Record set ->
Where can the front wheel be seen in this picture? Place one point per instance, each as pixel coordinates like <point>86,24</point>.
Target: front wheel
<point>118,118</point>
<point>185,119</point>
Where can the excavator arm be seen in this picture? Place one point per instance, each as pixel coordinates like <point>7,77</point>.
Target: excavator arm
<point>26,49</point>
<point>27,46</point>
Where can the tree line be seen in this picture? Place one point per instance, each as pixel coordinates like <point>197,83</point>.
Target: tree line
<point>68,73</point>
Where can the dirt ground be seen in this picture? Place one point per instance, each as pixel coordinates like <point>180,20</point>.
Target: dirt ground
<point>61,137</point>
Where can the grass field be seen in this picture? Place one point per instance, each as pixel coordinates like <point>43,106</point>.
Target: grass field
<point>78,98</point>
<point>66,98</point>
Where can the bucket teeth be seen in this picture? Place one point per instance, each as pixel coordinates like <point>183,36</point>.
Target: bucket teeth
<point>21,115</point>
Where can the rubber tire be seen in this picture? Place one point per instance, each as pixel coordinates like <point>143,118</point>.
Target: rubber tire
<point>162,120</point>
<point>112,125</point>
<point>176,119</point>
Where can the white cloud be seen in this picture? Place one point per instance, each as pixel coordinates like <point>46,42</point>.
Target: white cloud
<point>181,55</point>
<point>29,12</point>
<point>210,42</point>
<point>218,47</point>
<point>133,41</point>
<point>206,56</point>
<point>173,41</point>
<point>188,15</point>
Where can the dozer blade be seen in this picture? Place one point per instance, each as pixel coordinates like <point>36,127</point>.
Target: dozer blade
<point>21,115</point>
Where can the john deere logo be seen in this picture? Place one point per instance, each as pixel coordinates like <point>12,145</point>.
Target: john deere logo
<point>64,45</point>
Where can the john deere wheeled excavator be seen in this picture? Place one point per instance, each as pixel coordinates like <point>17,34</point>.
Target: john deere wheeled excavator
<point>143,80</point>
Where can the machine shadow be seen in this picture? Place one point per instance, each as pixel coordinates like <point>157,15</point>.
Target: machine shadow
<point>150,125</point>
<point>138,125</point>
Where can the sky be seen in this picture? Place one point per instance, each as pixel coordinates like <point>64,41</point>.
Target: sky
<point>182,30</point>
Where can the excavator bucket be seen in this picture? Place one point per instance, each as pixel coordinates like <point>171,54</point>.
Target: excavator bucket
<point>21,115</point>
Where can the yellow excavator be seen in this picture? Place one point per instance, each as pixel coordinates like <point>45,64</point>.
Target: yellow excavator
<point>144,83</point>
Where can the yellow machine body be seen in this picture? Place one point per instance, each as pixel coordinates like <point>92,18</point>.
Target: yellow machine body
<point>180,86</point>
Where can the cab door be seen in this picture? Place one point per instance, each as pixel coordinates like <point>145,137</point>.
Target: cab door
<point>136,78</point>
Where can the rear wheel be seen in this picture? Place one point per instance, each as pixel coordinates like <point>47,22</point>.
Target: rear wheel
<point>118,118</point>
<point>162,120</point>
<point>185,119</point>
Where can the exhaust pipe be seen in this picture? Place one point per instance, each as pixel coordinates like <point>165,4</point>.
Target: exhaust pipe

Problem to work on -> Above are some lines. Repeat exactly, and only, those from the line that has "Where can the sky" through the line that has "Where can the cab".

Written solution ->
Where can the sky be seen in this picture? Place one point per instance, each as pixel coordinates like <point>64,41</point>.
Target: sky
<point>182,30</point>
Where can the excavator bucket be seen in this picture? Place one point per instance, each as pixel coordinates like <point>171,54</point>.
Target: excavator bucket
<point>21,115</point>
Where can the yellow excavator be seen in this picture? Place one point per instance, each as pixel coordinates like <point>45,64</point>.
Target: yellow excavator
<point>144,83</point>
Where can the yellow machine body be seen in this picture? Place one point per instance, each as pixel coordinates like <point>92,18</point>.
Target: yellow machine body
<point>180,86</point>
Where can the cab door be seen in this picture? Place one point per instance, each as pixel coordinates like <point>145,137</point>.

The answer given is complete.